Change every "dark background" in the records below to "black background", leaving all other text as it is. Omit the pictures from your answer.

[Region labeling items]
>> begin

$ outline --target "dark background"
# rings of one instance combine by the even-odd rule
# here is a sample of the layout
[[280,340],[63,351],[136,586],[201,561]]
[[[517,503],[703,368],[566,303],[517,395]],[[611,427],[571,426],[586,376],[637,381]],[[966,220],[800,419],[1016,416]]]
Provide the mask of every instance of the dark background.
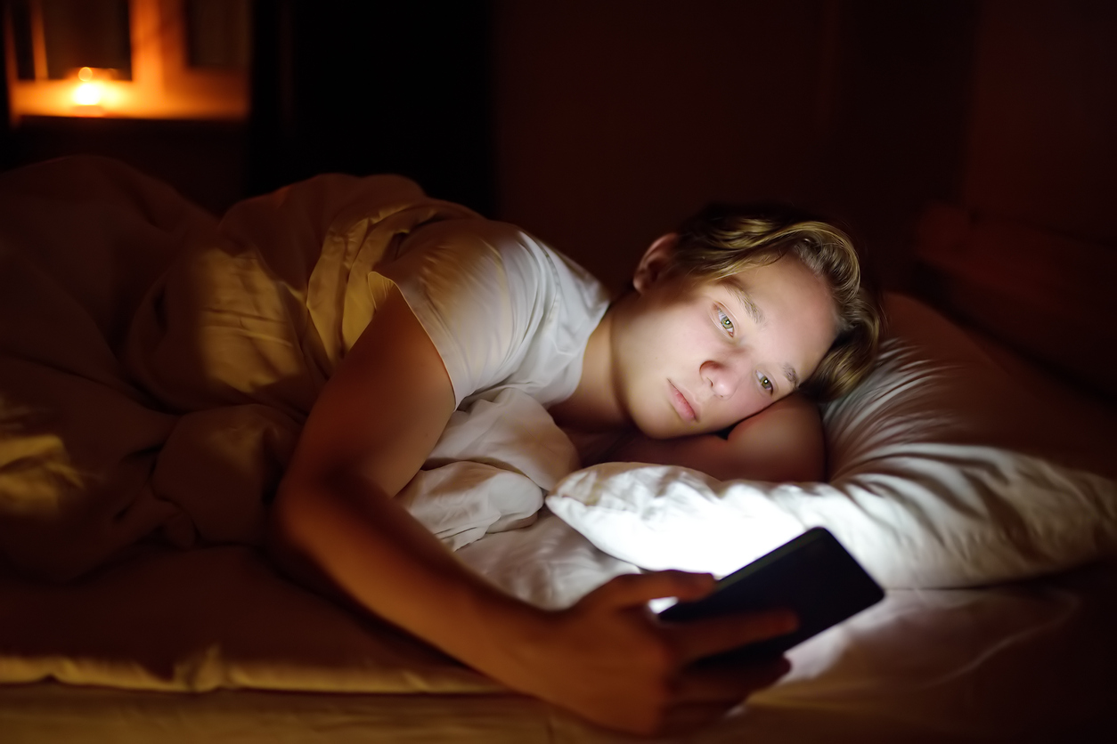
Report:
[[1106,0],[261,0],[254,19],[249,120],[25,119],[3,167],[113,155],[214,212],[403,173],[614,288],[710,200],[834,215],[892,288],[935,200],[1117,245]]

>> end

- TASK RESPONSE:
$ outline --target "black background"
# rings of one instance combine by the even-odd rule
# here is a sample of the layout
[[280,340],[63,351],[136,586],[201,561]]
[[[517,503],[703,368],[566,303],[517,395]],[[611,427],[571,426],[586,376],[637,381]],[[966,220],[800,419],[1016,416]]]
Provide the mask of every instance of the black background.
Report:
[[1106,0],[261,0],[254,19],[249,120],[25,119],[3,167],[113,155],[214,212],[403,173],[614,288],[710,200],[834,215],[892,288],[935,200],[1117,245]]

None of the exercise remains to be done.